The mean age of our cohort was at around 25 years, mean BMI above 28 kg/m,2 and around 37% had obesity (BMI ≥ 30 kg/m2). The majority of the patients (86.5%) of the study participants were adults above 18 years old with a very small number of adolescents (above 14 and under 18 years old) according to our practice, which might be different from other centers.
The present study results have shown a significant reduction in HbA1c of 0.8% from baseline after mean follow-up duration of treatment of 15 months after adjunctive off-label use of empagliflozin. Moreover, there was an average non-significant weight reduction of 1.7 kg but a significant reduction in the total daily insulin dose of ∼2.9 units. However, in the present study, empagliflozin did not significantly reduce both SBP and DBP as well as the lipid profile. These findings are comparable to the findings of other similar previous studies.
The EASE trials were the largest multicenter, placebo-controlled phase 3 trials that have evaluated three doses of empagliflozin (2.5 mg, 10 mg, and 25 mg) in over 1,700 subjects with T1DM and demonstrated a placebo-subtracted HbA1c reduction of 0.28% for the 2.5 mg, 0.54% for the 10 mg, and 0.53% for the 25mg.[23] Moreover, the EASE trials resulted in a significant mean bodyweight reduction of –1.8, –3.0, and –3.4 kg for the three consecutive doses, respectively, as well as significant reductions in the total daily insulin doses and systolic blood pressure.[23] Due to our small sample size we did not separate the 10 mg and 25 mg data; however, our findings are comparable to the EASE trials and our mean duration of follow-up is slightly longer, supporting the durability of the effect of empagliflozin as an adjunctive treatment for T1DM, which has been questioned. However, the rate of DKA in our study was relatively higher at around 10.8% compared with much lower rates of 4.3% and 3.3% for the 10 mg and 25 mg doses, respectively, in the EASE trials. The rate of UTIs was comparable between our study and most of other studies at 3.1%.

_Information provided:_

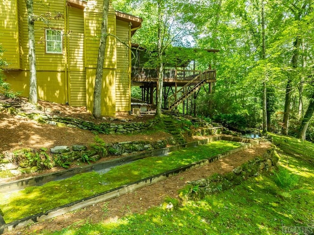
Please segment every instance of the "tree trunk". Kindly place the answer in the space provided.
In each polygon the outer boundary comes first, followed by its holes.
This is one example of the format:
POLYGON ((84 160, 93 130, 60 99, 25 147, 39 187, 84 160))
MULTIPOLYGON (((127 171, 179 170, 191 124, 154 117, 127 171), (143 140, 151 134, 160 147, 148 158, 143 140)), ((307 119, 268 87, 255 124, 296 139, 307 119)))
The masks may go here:
POLYGON ((308 109, 305 112, 304 117, 302 119, 302 121, 300 127, 299 132, 298 133, 298 137, 303 141, 305 140, 306 131, 309 127, 311 119, 313 116, 314 113, 314 96, 311 99, 310 104, 308 109))
POLYGON ((290 104, 291 104, 291 94, 293 88, 291 85, 291 80, 289 78, 286 87, 286 99, 285 100, 285 111, 284 112, 284 126, 282 133, 288 135, 289 129, 289 117, 290 116, 290 104))
POLYGON ((157 2, 158 7, 158 42, 157 50, 158 51, 158 59, 159 61, 159 73, 158 74, 158 92, 157 100, 156 101, 156 117, 161 116, 161 104, 162 102, 162 87, 163 86, 163 62, 162 61, 162 35, 161 35, 161 22, 162 17, 161 15, 161 6, 160 1, 157 2))
MULTIPOLYGON (((298 58, 299 57, 299 47, 300 46, 300 38, 298 36, 293 42, 293 52, 291 63, 292 68, 296 69, 298 67, 298 58)), ((291 96, 293 89, 292 85, 292 78, 289 78, 286 88, 286 100, 285 100, 285 111, 284 113, 284 126, 282 132, 288 135, 289 131, 289 118, 290 116, 291 104, 291 96)))
POLYGON ((105 61, 105 52, 107 40, 107 27, 108 24, 108 11, 109 0, 104 0, 103 6, 103 18, 101 29, 100 42, 97 57, 97 66, 96 68, 95 86, 94 87, 94 101, 93 106, 93 115, 95 118, 101 117, 102 90, 103 88, 103 73, 104 62, 105 61))
POLYGON ((33 0, 26 0, 28 31, 28 62, 29 63, 29 97, 28 102, 37 104, 37 81, 36 74, 36 54, 35 53, 34 20, 33 18, 33 0))
MULTIPOLYGON (((264 11, 264 1, 262 1, 262 57, 266 58, 266 42, 265 35, 265 13, 264 11)), ((267 83, 266 75, 263 82, 263 133, 267 132, 267 83)))

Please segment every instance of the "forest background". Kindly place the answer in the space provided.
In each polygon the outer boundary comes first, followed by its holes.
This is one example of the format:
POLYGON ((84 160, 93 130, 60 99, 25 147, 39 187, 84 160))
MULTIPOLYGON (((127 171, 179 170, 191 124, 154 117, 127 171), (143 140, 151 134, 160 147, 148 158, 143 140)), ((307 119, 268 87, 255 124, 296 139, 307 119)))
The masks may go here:
MULTIPOLYGON (((312 1, 112 3, 116 10, 143 18, 132 42, 155 58, 151 67, 166 64, 174 54, 191 56, 187 50, 176 51, 178 47, 219 50, 195 52, 196 69, 210 64, 217 70, 214 92, 202 89, 198 96, 198 115, 231 128, 259 128, 314 141, 312 1)), ((139 91, 134 89, 132 96, 139 91)))

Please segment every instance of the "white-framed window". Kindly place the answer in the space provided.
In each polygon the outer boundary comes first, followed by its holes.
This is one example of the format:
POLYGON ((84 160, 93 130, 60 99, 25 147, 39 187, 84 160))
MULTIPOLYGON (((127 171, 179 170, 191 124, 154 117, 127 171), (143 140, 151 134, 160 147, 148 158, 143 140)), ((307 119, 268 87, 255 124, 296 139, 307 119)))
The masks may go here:
POLYGON ((63 32, 59 29, 46 29, 46 52, 62 54, 63 52, 63 32))

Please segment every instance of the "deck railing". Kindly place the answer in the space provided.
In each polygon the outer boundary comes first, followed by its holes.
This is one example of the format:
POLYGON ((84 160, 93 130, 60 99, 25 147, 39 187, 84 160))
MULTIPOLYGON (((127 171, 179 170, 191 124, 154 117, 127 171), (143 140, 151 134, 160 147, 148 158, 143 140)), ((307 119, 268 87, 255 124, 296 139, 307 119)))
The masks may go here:
POLYGON ((202 74, 199 74, 194 79, 191 80, 172 95, 169 96, 168 100, 169 109, 171 109, 178 105, 182 101, 188 98, 190 95, 204 85, 206 83, 207 80, 214 79, 215 77, 216 71, 214 70, 206 70, 202 74))
MULTIPOLYGON (((132 79, 157 78, 159 71, 157 69, 144 69, 132 68, 131 73, 132 79)), ((185 70, 176 69, 165 69, 163 71, 164 79, 178 80, 191 80, 198 76, 201 71, 198 70, 185 70)))

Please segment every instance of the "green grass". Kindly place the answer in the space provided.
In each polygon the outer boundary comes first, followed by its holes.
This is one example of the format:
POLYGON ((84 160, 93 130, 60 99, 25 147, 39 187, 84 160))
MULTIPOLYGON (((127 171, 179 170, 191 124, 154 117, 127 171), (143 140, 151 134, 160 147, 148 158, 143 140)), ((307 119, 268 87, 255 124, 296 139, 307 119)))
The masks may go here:
POLYGON ((0 208, 6 223, 105 192, 124 184, 162 173, 181 166, 209 158, 242 145, 237 142, 216 141, 170 153, 163 157, 151 157, 112 168, 100 174, 95 172, 78 174, 62 181, 40 186, 28 187, 0 196, 0 208))
MULTIPOLYGON (((274 138, 276 144, 277 137, 274 138)), ((288 139, 287 145, 282 148, 279 145, 277 149, 279 168, 297 176, 298 180, 287 190, 307 189, 310 193, 293 194, 290 198, 282 197, 276 175, 264 174, 204 200, 173 203, 172 210, 158 207, 114 222, 91 224, 85 221, 81 226, 74 224, 59 231, 30 234, 282 235, 282 226, 313 227, 314 165, 308 159, 313 156, 314 145, 288 139)))
POLYGON ((289 136, 271 134, 274 144, 285 154, 314 163, 314 145, 289 136))

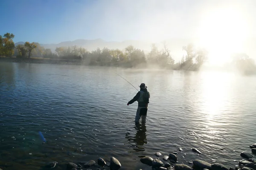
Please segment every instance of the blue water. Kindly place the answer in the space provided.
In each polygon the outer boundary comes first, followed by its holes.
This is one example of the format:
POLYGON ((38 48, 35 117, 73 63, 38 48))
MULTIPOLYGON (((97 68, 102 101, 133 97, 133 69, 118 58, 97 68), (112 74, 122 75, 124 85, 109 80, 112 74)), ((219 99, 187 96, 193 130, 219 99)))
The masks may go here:
POLYGON ((0 168, 114 156, 120 170, 149 169, 140 156, 180 147, 179 163, 234 166, 256 143, 256 90, 255 76, 230 73, 0 62, 0 168), (126 105, 137 91, 114 73, 148 86, 145 125, 126 105))

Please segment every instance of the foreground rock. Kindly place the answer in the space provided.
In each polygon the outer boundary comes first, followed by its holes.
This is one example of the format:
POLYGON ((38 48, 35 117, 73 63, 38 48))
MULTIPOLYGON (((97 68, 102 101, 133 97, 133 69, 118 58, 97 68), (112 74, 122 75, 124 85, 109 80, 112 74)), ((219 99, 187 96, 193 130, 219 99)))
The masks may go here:
POLYGON ((256 148, 252 148, 251 150, 253 153, 256 154, 256 148))
POLYGON ((92 167, 95 164, 96 164, 96 162, 95 162, 95 161, 93 161, 93 160, 90 160, 88 162, 84 164, 84 167, 87 168, 92 167))
POLYGON ((163 157, 163 159, 164 161, 167 161, 169 159, 169 156, 167 156, 167 155, 165 155, 163 157))
POLYGON ((72 162, 68 162, 67 164, 67 169, 71 170, 72 168, 77 168, 77 165, 72 162))
POLYGON ((176 155, 174 154, 173 153, 170 153, 169 154, 169 159, 173 160, 175 161, 175 162, 177 162, 178 160, 178 158, 176 155))
POLYGON ((121 164, 117 159, 112 156, 110 158, 110 169, 117 170, 121 167, 121 164))
POLYGON ((193 161, 193 164, 196 167, 201 169, 212 169, 212 164, 205 161, 196 159, 193 161))
POLYGON ((155 155, 156 156, 157 156, 157 157, 160 157, 160 156, 161 156, 162 155, 162 153, 160 153, 160 152, 156 152, 156 153, 155 153, 155 155))
POLYGON ((152 166, 154 167, 163 167, 164 166, 162 161, 157 159, 154 159, 152 163, 152 166))
POLYGON ((240 153, 240 156, 246 159, 250 159, 250 158, 253 158, 253 157, 250 154, 245 152, 242 152, 241 153, 240 153))
POLYGON ((194 152, 195 152, 197 153, 198 153, 199 154, 202 154, 202 153, 201 153, 201 152, 200 152, 200 151, 198 150, 198 149, 197 149, 197 148, 195 148, 195 147, 192 148, 192 149, 191 149, 192 151, 194 152))
POLYGON ((104 166, 106 163, 104 159, 101 158, 99 158, 98 159, 98 164, 99 166, 104 166))
POLYGON ((46 165, 46 167, 47 168, 54 168, 58 164, 58 162, 55 161, 52 162, 46 165))
POLYGON ((229 169, 222 164, 213 164, 211 165, 212 170, 229 170, 229 169))
POLYGON ((153 158, 151 157, 145 156, 141 158, 140 161, 143 164, 146 164, 149 166, 152 166, 153 160, 153 158))
POLYGON ((192 168, 184 164, 176 164, 174 165, 175 170, 192 170, 192 168))

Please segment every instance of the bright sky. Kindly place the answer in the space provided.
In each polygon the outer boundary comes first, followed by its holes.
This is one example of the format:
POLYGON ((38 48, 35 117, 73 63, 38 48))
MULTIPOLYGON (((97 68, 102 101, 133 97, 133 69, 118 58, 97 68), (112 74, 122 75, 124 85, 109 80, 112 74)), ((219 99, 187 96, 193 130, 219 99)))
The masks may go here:
POLYGON ((0 34, 41 43, 197 38, 227 54, 256 37, 255 9, 255 0, 1 0, 0 34))

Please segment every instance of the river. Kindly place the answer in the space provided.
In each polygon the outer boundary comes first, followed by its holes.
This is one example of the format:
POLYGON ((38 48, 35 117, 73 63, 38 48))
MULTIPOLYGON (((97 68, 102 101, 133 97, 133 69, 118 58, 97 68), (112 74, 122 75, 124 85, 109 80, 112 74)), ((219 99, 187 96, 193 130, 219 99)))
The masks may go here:
POLYGON ((111 156, 120 170, 151 169, 140 157, 175 150, 179 163, 201 159, 234 167, 256 143, 253 76, 0 62, 0 99, 4 170, 41 170, 52 161, 61 170, 69 162, 111 156), (126 105, 137 91, 115 73, 138 88, 148 86, 145 125, 135 125, 137 102, 126 105))

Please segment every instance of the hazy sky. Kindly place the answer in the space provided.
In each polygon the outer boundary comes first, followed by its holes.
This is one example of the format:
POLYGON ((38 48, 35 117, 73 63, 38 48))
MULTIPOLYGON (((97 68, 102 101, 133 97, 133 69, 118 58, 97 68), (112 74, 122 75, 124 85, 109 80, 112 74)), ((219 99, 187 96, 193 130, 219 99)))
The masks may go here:
MULTIPOLYGON (((233 21, 232 27, 219 28, 229 32, 235 27, 233 34, 241 31, 246 34, 241 36, 255 36, 255 0, 1 0, 0 34, 13 33, 15 42, 42 43, 78 39, 201 38, 214 35, 211 31, 216 28, 209 32, 201 30, 209 30, 209 24, 212 28, 212 23, 218 24, 209 20, 220 14, 219 9, 225 20, 221 23, 228 24, 230 17, 233 21), (232 9, 227 11, 231 17, 226 15, 227 9, 232 9)), ((218 17, 216 20, 220 20, 218 17)))

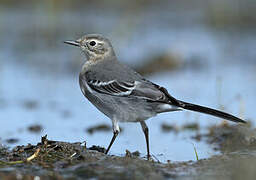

_Explore the material:_
1. Answer these questions about the empagliflozin study text:
(a) What percentage of the study participants were adults above 18 years old?
(b) By how much did HbA1c fall from baseline in the present study?
(c) What was the rate of DKA in the present study?
2. Reproduce the part of the empagliflozin study text starting at "The present study results" and ending at "similar previous studies.".

_Results of the exercise:_
1.
(a) 86.5%
(b) 0.8%
(c) Around 10.8%

2.
The present study results have shown a significant reduction in HbA1c of 0.8% from baseline after mean follow-up duration of treatment of 15 months after adjunctive off-label use of empagliflozin. Moreover, there was an average non-significant weight reduction of 1.7 kg but a significant reduction in the total daily insulin dose of ∼2.9 units. However, in the present study, empagliflozin did not significantly reduce both SBP and DBP as well as the lipid profile. These findings are comparable to the findings of other similar previous studies.